(Entries pointing to named objects)
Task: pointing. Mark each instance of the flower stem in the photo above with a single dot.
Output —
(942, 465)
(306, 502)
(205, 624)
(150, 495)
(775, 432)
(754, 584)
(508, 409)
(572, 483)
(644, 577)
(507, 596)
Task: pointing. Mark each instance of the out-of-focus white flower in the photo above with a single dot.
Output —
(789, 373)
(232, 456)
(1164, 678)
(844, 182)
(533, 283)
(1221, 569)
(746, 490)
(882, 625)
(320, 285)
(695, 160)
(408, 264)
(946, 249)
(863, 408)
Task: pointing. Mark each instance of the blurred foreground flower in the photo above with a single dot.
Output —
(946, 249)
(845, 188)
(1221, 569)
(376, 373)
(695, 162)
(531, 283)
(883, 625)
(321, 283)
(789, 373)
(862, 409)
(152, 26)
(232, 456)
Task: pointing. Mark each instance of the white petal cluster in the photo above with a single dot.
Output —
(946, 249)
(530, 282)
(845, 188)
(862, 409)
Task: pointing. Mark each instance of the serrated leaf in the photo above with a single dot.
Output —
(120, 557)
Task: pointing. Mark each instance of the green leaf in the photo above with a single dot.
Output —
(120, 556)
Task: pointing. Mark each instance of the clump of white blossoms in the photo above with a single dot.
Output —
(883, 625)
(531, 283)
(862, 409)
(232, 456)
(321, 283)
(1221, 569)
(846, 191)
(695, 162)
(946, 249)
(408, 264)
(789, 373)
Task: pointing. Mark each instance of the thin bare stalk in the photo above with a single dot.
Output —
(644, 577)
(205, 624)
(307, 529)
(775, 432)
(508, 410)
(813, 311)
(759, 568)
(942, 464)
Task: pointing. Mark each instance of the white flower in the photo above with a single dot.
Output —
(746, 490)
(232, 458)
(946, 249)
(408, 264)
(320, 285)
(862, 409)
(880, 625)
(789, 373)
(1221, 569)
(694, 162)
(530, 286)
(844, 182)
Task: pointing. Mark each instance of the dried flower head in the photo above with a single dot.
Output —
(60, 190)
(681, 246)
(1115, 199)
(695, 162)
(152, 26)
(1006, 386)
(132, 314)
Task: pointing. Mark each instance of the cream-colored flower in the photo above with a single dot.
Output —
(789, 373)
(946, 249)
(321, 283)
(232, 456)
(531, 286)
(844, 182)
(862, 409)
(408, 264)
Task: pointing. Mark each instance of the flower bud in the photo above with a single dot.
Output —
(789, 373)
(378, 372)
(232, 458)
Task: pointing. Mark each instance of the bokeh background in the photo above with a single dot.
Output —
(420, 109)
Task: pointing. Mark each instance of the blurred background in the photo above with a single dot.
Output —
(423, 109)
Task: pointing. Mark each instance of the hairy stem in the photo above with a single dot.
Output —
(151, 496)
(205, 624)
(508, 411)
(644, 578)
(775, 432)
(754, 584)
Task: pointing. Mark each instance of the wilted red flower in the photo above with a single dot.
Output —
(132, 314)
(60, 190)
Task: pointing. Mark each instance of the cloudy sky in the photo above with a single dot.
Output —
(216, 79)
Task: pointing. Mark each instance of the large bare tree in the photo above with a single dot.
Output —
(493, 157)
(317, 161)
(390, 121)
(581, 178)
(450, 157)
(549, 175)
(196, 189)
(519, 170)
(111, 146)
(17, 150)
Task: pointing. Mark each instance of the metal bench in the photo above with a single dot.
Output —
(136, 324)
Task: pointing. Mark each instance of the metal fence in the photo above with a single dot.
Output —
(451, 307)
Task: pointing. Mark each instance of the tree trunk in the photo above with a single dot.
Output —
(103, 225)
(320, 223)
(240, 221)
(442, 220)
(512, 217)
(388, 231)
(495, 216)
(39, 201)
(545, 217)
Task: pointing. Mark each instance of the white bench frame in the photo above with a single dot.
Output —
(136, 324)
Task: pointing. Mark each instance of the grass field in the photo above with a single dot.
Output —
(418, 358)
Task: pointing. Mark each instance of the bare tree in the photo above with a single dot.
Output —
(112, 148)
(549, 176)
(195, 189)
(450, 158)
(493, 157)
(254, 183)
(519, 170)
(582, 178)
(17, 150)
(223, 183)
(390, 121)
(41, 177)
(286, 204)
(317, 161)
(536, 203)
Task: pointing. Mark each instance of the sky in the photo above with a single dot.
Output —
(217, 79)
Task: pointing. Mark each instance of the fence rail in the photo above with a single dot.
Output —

What you are asked to do: Copy each line of the listing above without any changes.

Solution below:
Task: pointing. Mark each instance of the flower stem in the photo above with a single dot.
Output —
(942, 465)
(306, 502)
(205, 624)
(150, 495)
(775, 432)
(754, 584)
(508, 409)
(572, 483)
(644, 577)
(507, 596)
Task: pointing. Mark each instance of the out-of-focus white flower in the photo above with a single dot.
Output —
(789, 373)
(232, 456)
(1164, 678)
(844, 182)
(533, 283)
(1221, 569)
(746, 490)
(882, 625)
(320, 285)
(695, 160)
(408, 264)
(946, 249)
(863, 408)
Task: pointing. Mark each instance of the blurred foreground flower in the photo above with a single dot.
Output —
(946, 249)
(845, 188)
(1221, 569)
(376, 373)
(695, 162)
(531, 283)
(883, 625)
(321, 283)
(789, 373)
(862, 409)
(152, 26)
(232, 456)
Task: pointing. Mark each instance of the white petal cluster in the photo above with a single dot.
Output —
(946, 249)
(530, 282)
(845, 188)
(862, 409)
Task: pointing. Mark each instance of the serrated leaf in the photo above with a single dot.
Output —
(120, 557)
Task: pointing. Mark each instance of the green leaf in the photo above with a single dot.
Output —
(120, 556)
Task: pointing. Mark each instance of the clump of white blossoms in the photo above with a single dot.
Output —
(883, 625)
(531, 283)
(862, 409)
(232, 456)
(321, 283)
(1221, 569)
(846, 191)
(695, 162)
(946, 249)
(408, 264)
(789, 373)
Task: pointing. Mark each instance of the thin bare stalk in the photo above with a single dot.
Output —
(644, 577)
(205, 624)
(307, 529)
(775, 432)
(508, 410)
(813, 311)
(759, 568)
(942, 464)
Task: pointing. Mark each instance of the white flower in the photo above with a single dot.
Output —
(746, 490)
(232, 458)
(946, 249)
(408, 264)
(320, 285)
(862, 409)
(880, 625)
(789, 373)
(1221, 569)
(694, 162)
(530, 286)
(844, 182)
Task: pointing. Mark each instance of the dried flower head in the photo above with a single dot.
Output —
(60, 190)
(681, 246)
(1115, 199)
(695, 162)
(152, 26)
(1006, 386)
(132, 314)
Task: pointing. Mark each instance of the cream-colored flower in the photo above with a single dot.
Output —
(789, 373)
(946, 249)
(321, 283)
(232, 456)
(531, 286)
(844, 182)
(862, 409)
(408, 264)
Task: pointing. Mark each instance of the flower bud in the photo above with a single dot.
Output —
(789, 373)
(378, 372)
(232, 458)
Task: pointing. Mark each instance of the bokeh background in the photo above with a single dot.
Output —
(420, 109)
Task: pointing. Mark each instance of the blurred background in the photo above with a single dot.
Output —
(423, 109)
Task: pointing. Mark each instance of the hairy stem in the photo above with a single dot.
Output —
(151, 496)
(205, 624)
(508, 411)
(644, 578)
(775, 432)
(754, 584)
Task: pointing. Mark each instance of the wilted red flower in the photo above with a single dot.
Output —
(132, 314)
(60, 190)
Task: pointing. Mark each instance of the cloudy sky in the photo above with a single dot.
Output —
(216, 79)
Task: pointing. Mark each instance of the large bare tree in the photo above with a single dot.
Output —
(493, 157)
(317, 161)
(390, 121)
(581, 178)
(450, 157)
(549, 175)
(196, 189)
(519, 170)
(111, 146)
(17, 150)
Task: pointing. Mark each instance of the metal bench in the photo above with a single dot.
Output —
(136, 324)
Task: pointing. Mark each instance of the metal fence in the photo above with a single dot.
Output —
(451, 307)
Task: pointing. Mark each instance of the tree trunk in the photo above with a single dot.
Output —
(103, 225)
(320, 223)
(240, 221)
(442, 220)
(512, 217)
(388, 231)
(495, 216)
(39, 201)
(545, 217)
Task: pointing. Mark each instance of the white bench frame in the photo above with a single dot.
Output —
(136, 324)
Task: pointing. Mark each instance of the grass field in the photo above with a single dot.
Output —
(418, 358)
Task: pointing. Mark each instance of the bare tree in the photo above with a single dot.
Output —
(112, 148)
(549, 176)
(195, 189)
(450, 158)
(493, 157)
(254, 183)
(519, 170)
(582, 178)
(17, 150)
(223, 183)
(390, 121)
(41, 177)
(286, 204)
(317, 161)
(536, 203)
Task: pointing. Mark each instance of the sky in the photo above with a single dot.
Output —
(217, 79)
Task: pointing. Mark each instance of the fence rail in the photo above with a single dot.
Output —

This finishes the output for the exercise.